## ACTIVITY:
Down to the last word, output the records below, skipping any images.

==== DATASET ENTRIES ====

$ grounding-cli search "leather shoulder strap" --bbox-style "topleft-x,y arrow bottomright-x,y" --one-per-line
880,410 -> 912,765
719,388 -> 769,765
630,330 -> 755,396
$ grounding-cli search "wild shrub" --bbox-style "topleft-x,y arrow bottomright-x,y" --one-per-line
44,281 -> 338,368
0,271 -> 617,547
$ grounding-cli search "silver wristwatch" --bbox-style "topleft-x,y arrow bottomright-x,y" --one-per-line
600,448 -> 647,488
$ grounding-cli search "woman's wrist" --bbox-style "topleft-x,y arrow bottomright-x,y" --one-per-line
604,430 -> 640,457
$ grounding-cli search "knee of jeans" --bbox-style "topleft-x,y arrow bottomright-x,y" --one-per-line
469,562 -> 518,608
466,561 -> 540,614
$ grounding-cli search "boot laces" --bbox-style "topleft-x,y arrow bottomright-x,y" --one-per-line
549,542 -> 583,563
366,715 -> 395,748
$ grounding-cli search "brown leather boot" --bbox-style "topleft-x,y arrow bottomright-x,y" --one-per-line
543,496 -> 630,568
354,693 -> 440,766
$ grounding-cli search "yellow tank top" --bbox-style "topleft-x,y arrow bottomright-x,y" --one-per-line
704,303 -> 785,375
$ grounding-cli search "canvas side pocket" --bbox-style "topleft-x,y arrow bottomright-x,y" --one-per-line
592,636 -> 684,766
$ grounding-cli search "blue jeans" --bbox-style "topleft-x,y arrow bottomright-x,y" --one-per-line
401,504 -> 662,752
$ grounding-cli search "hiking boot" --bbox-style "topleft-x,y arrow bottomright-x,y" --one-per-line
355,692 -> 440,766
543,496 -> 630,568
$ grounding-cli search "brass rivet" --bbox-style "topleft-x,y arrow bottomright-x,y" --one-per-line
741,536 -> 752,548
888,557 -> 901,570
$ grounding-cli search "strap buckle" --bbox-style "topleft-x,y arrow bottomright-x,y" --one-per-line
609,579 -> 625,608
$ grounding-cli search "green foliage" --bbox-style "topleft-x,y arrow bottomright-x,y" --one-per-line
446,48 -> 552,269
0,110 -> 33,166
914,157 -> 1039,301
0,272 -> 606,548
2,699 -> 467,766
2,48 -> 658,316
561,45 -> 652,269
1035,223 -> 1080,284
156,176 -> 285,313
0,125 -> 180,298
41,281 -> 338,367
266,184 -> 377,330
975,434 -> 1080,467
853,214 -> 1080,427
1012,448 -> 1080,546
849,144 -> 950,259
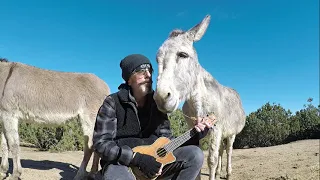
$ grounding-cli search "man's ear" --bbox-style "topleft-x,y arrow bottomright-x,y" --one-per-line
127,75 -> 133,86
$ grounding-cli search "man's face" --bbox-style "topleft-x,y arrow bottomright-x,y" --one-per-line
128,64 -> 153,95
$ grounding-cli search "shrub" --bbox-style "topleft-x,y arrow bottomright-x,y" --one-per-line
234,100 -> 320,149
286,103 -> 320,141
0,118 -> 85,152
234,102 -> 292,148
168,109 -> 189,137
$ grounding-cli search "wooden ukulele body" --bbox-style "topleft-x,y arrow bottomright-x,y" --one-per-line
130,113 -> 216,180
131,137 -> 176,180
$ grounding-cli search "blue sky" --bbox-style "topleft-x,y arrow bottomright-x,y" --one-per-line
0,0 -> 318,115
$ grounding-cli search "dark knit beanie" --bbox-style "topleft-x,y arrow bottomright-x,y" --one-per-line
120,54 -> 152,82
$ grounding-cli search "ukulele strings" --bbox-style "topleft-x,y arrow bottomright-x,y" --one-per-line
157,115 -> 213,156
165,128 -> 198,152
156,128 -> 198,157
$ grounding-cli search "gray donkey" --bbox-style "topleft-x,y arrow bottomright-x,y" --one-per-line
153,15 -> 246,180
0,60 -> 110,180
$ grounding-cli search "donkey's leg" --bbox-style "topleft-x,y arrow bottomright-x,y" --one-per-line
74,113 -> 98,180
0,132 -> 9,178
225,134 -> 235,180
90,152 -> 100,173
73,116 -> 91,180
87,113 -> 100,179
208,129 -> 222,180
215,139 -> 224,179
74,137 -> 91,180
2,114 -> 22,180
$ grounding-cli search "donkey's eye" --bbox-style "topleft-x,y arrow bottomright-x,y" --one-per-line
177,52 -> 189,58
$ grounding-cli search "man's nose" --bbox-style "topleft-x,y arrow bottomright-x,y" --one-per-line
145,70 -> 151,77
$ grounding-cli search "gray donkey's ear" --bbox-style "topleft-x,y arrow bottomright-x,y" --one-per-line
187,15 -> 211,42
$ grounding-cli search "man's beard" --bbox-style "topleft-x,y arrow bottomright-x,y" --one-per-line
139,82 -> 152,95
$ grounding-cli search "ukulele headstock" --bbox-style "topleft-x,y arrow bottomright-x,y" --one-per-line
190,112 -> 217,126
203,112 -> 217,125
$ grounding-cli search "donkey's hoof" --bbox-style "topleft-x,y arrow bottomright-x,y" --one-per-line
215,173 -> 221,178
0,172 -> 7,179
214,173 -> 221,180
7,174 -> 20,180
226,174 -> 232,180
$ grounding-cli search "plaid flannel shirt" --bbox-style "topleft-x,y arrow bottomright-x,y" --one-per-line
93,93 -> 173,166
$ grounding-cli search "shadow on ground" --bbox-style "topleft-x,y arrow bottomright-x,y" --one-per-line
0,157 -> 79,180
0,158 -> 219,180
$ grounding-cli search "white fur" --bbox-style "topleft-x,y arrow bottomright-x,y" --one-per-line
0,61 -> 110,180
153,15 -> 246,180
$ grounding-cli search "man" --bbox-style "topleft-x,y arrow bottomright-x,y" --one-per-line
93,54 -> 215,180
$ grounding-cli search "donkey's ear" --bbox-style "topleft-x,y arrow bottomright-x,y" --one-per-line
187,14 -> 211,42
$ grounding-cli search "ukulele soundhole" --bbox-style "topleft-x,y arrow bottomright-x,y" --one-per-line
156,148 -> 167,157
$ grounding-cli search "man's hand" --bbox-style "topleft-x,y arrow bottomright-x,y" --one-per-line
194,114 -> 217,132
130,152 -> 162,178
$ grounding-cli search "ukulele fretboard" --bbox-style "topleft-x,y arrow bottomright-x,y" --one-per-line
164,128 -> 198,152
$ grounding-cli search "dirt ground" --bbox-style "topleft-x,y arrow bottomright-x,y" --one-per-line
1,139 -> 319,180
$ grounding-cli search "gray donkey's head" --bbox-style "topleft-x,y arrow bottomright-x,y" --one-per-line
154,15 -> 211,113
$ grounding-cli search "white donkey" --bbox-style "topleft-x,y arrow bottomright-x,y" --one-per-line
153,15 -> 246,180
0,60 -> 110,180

====

## ANSWER AREA:
$ grounding-cli search "leather shoulder strap" --bbox-style "topleft-x,y arrow bottomright-x,y" --one-per-line
880,410 -> 912,765
719,388 -> 769,765
630,330 -> 755,396
$ grounding-cli search "wild shrub" --bbox-style "topleft-x,y arrow bottomright-x,y" --one-per-line
44,281 -> 338,368
0,271 -> 617,547
$ grounding-cli search "silver wristwatch" --bbox-style "topleft-x,y arrow bottomright-x,y" --one-per-line
600,448 -> 647,488
$ grounding-cli search "woman's wrist" --bbox-style "topleft-x,y arrow bottomright-x,y" --one-per-line
604,430 -> 640,457
$ grounding-cli search "knee of jeans" --bbox-style "topleft-x,y arrow bottomright-x,y" --one-per-line
469,562 -> 518,608
466,561 -> 540,614
$ grounding-cli search "boot laces" --bbox-style "topleft-x,y arrow bottomright-x,y" --one-per-line
549,542 -> 583,563
366,715 -> 395,748
$ grounding-cli search "brown leather boot" --bbox-style "topleft-x,y arrow bottomright-x,y" --one-per-line
543,496 -> 630,568
354,693 -> 440,766
$ grounding-cli search "yellow tank top" --bbox-style "topleft-x,y arrow bottomright-x,y" --one-per-line
704,303 -> 785,375
$ grounding-cli search "canvas side pocket" --bbox-style "topleft-x,y arrow bottomright-x,y" --one-per-line
592,636 -> 684,766
$ grounding-cli search "blue jeans" --bbox-style "topleft-x,y arrow bottomright-x,y" --one-per-line
401,504 -> 662,752
$ grounding-cli search "hiking boot" --bbox-style "topleft-x,y arrow bottomright-x,y" --one-per-line
355,692 -> 440,766
543,496 -> 630,568
$ grounding-cli search "brass rivet" --bbox-style "topleft-x,y arrow bottomright-x,y" --one-per-line
741,536 -> 752,548
888,557 -> 901,570
$ grounding-cli search "strap buckle" --bbox-style "topleft-x,y arrow bottomright-x,y" --one-per-line
609,579 -> 625,608
$ grounding-cli search "green foliage" --bbox-style "topleft-x,y arrow bottomright-x,y" --one-per-line
446,48 -> 552,269
0,110 -> 33,166
914,157 -> 1039,301
0,272 -> 606,548
2,699 -> 467,766
2,48 -> 658,316
561,45 -> 652,269
1035,223 -> 1080,284
156,176 -> 285,313
0,125 -> 180,298
41,281 -> 338,367
266,184 -> 377,330
975,434 -> 1080,467
853,214 -> 1080,427
1012,448 -> 1080,546
849,144 -> 950,259
$ grounding-cli search "man's ear" --bbox-style "topleft-x,y arrow bottomright-x,y" --one-per-line
127,75 -> 133,86
$ grounding-cli search "man's face" --bbox-style "topleft-x,y arrow bottomright-x,y" --one-per-line
128,64 -> 153,95
$ grounding-cli search "shrub" --bbox-style "topleft-x,y arrow bottomright-x,y" --one-per-line
234,100 -> 320,149
286,103 -> 320,141
0,118 -> 85,152
234,102 -> 292,148
168,109 -> 189,137
$ grounding-cli search "wooden ukulele body" --bbox-style "topleft-x,y arrow bottomright-x,y" --one-per-line
130,113 -> 216,180
131,137 -> 176,180
$ grounding-cli search "blue sky" --bbox-style "topleft-x,y arrow bottomright-x,y" --one-per-line
0,0 -> 318,115
$ grounding-cli search "dark knit beanie" --bbox-style "topleft-x,y arrow bottomright-x,y" --one-per-line
120,54 -> 152,82
$ grounding-cli search "ukulele strings" --bbox-style "topleft-x,y arrow bottomright-x,y" --one-per-line
157,115 -> 213,156
165,128 -> 198,152
156,128 -> 198,157
$ grounding-cli search "gray donkey" --bbox-style "topleft-x,y arrow bottomright-x,y" --one-per-line
153,15 -> 246,180
0,60 -> 110,180
$ grounding-cli search "donkey's leg" --bbox-style "topleft-x,y arrow bottomright-x,y" --one-per-line
74,113 -> 98,180
0,132 -> 9,178
225,134 -> 235,180
90,152 -> 100,173
73,116 -> 91,180
87,113 -> 100,179
208,129 -> 222,180
215,139 -> 224,179
74,137 -> 91,180
2,114 -> 22,180
$ grounding-cli search "donkey's eye" --bbox-style "topleft-x,y arrow bottomright-x,y" --one-per-line
177,52 -> 189,58
$ grounding-cli search "man's nose" --bbox-style "topleft-x,y arrow bottomright-x,y" --one-per-line
145,70 -> 151,77
$ grounding-cli search "gray donkey's ear" --bbox-style "topleft-x,y arrow bottomright-x,y" --one-per-line
187,15 -> 211,42
$ grounding-cli search "man's beard" --bbox-style "topleft-x,y arrow bottomright-x,y" --one-per-line
139,82 -> 152,95
$ grounding-cli search "ukulele headstock" --bbox-style "topleft-x,y arrow bottomright-x,y" --one-per-line
190,112 -> 217,126
203,112 -> 217,125
$ grounding-cli search "donkey's hoof" --bbox-style "topleft-x,y arrow bottomright-x,y" --one-per-line
215,173 -> 221,178
0,172 -> 7,179
214,173 -> 221,180
7,174 -> 20,180
226,174 -> 232,180
$ grounding-cli search "plaid flannel shirt" --bbox-style "topleft-x,y arrow bottomright-x,y" --one-per-line
93,93 -> 173,166
$ grounding-cli search "shadow on ground" --bbox-style "topleft-x,y arrow bottomright-x,y" --one-per-line
0,157 -> 79,180
0,158 -> 219,180
$ grounding-cli search "white fur" --bbox-style "topleft-x,y arrow bottomright-x,y" --one-per-line
0,61 -> 110,180
153,15 -> 246,180
$ grounding-cli search "man" --bbox-style "topleft-x,y arrow bottomright-x,y" --one-per-line
93,54 -> 215,180
$ grounding-cli search "donkey's ear" --bbox-style "topleft-x,y arrow bottomright-x,y" --one-per-line
187,14 -> 211,42
$ grounding-cli search "ukulele soundhole" --bbox-style "topleft-x,y arrow bottomright-x,y" --one-per-line
156,148 -> 167,157
$ grounding-cli search "man's hand" --bbox-style "topleft-x,y arrow bottomright-x,y" --one-per-line
194,114 -> 217,132
130,152 -> 162,178
$ grounding-cli search "ukulele fretboard" --bbox-style "topleft-x,y arrow bottomright-x,y" --one-per-line
164,128 -> 198,152
$ grounding-cli search "dirt ground" --bbox-style "topleft-x,y arrow bottomright-x,y" --one-per-line
1,139 -> 319,180
$ grounding-cli search "gray donkey's head" --bbox-style "topleft-x,y arrow bottomright-x,y" --one-per-line
154,15 -> 211,113
$ grounding-cli search "white donkey" --bbox-style "topleft-x,y arrow bottomright-x,y" --one-per-line
153,15 -> 246,180
0,60 -> 110,180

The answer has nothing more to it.